Page excerpt

──────────────────────────────

At Friday, March 07, 2014 4:29:00 PM , Blogger Charles said...

I still can't understand why someone would want their cake baked or their photos taken by someone who really doesn't want to do it, regardless of their reasons. I understand the point you're making about the theoretical slippery slope that these laws may introduce, but don't get why these folks would rather fight than just going somewhere else.

 
At Friday, March 07, 2014 5:05:00 PM , Blogger MSWallack said...

Charles:

I understand just what you're saying and I am sympathetic to that line of inquiry. There is a part of me that says that we might think about some exceptions to the general non-discrimination rules when the services being sought involve an element of creativity that itself is an expression of First Amendment protected speech rights when outside the scope of the work for hire situation (such as photography). However, I do worry about where, precisely the line would be drawn in the case.

──────────────────────────────

Exercise A
Answer these questions about the blog comments:
(i) At what time on Friday, March 07, 2014 did Charles post his comment?
(ii) What example does MSWallack give of a service involving an element of creativity?
(iii) According to Charles, what would these folks rather do than go somewhere else?
Exercise B
Translate this sentence from the blog comments into Spanish: "However, I do worry about where, precisely the line would be drawn in the case."

Stored data entries
──────────────────────────────

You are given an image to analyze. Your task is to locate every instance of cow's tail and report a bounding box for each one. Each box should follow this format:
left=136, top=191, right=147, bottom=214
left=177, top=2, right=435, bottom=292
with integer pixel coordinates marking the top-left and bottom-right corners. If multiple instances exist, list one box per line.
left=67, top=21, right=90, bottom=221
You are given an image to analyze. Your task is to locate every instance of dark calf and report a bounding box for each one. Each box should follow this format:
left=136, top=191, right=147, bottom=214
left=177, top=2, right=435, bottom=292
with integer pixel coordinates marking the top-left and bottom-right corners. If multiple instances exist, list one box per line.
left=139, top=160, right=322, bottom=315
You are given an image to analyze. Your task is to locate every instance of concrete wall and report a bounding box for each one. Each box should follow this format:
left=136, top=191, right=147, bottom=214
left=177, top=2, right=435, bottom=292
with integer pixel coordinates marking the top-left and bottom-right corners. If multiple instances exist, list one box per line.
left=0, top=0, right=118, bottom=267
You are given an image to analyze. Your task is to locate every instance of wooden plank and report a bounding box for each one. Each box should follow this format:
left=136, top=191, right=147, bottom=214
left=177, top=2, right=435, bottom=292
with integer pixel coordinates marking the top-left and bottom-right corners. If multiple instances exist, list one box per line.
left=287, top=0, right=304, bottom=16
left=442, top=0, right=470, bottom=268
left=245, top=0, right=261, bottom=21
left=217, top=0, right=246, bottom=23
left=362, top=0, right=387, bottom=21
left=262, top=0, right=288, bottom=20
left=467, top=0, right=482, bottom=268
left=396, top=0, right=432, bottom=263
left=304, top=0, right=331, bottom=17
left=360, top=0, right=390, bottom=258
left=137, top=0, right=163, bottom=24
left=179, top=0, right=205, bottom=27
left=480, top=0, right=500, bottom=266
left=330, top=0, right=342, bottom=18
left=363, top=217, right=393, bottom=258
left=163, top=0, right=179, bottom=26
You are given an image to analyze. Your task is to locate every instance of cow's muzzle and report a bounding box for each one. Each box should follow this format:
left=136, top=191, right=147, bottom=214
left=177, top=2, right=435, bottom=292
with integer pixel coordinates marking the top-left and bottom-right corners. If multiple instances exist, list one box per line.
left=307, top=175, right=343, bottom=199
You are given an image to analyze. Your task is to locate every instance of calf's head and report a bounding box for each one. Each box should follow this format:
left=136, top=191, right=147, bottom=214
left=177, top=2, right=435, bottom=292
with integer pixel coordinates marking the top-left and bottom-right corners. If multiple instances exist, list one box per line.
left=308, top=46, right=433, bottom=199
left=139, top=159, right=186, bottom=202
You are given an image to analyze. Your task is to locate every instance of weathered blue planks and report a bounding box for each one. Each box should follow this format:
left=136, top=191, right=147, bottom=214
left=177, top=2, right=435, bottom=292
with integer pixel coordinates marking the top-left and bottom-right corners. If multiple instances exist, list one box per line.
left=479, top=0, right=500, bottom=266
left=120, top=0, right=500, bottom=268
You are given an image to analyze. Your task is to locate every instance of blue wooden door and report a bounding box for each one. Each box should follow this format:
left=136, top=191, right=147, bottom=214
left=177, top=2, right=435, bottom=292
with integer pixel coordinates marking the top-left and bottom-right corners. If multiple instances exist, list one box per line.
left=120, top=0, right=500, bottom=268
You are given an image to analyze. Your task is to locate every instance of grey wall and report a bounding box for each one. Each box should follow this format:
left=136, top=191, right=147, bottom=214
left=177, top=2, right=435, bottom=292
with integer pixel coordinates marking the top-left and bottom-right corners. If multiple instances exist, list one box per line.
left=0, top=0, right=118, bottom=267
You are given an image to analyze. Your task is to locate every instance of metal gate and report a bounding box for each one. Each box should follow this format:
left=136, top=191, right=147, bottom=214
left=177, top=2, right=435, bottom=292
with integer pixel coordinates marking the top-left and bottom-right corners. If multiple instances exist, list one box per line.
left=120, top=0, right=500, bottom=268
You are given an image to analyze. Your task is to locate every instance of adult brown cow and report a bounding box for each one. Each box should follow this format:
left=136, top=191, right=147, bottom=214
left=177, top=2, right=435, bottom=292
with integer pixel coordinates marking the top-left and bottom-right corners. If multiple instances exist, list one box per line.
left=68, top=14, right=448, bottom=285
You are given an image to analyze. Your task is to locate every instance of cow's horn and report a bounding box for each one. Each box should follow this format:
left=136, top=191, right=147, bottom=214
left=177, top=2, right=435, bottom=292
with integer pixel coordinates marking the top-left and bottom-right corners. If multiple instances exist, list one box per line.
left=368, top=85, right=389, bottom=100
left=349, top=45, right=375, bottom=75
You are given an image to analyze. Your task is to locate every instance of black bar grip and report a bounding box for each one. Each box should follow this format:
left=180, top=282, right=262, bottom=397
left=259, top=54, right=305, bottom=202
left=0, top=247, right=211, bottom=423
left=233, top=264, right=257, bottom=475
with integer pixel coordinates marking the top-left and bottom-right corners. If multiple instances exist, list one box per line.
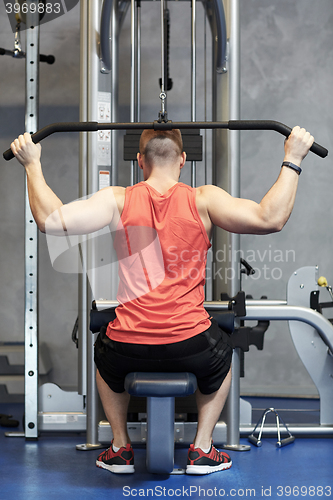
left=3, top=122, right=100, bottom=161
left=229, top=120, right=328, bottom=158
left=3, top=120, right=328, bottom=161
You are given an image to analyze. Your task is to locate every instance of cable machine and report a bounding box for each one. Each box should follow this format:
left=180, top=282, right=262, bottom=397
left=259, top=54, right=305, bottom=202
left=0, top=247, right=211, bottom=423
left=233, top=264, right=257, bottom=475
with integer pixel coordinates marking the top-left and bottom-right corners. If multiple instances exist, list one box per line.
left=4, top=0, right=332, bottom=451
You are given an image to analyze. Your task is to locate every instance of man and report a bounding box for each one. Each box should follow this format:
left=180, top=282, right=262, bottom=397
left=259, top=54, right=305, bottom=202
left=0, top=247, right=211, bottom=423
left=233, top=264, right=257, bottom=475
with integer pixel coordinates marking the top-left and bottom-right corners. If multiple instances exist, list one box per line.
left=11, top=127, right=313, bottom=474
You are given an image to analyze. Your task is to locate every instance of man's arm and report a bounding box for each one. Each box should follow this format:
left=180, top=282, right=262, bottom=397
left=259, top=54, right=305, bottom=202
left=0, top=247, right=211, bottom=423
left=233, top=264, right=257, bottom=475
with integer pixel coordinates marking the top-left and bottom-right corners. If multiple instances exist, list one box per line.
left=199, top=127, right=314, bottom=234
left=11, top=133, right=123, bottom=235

──────────────────────────────

Exercise result A
(i) 4:29:00 PM
(ii) Photography
(iii) Fight

Exercise result B
Sin embargo, sí me preocupa dónde, precisamente, se trazaría la línea en el caso.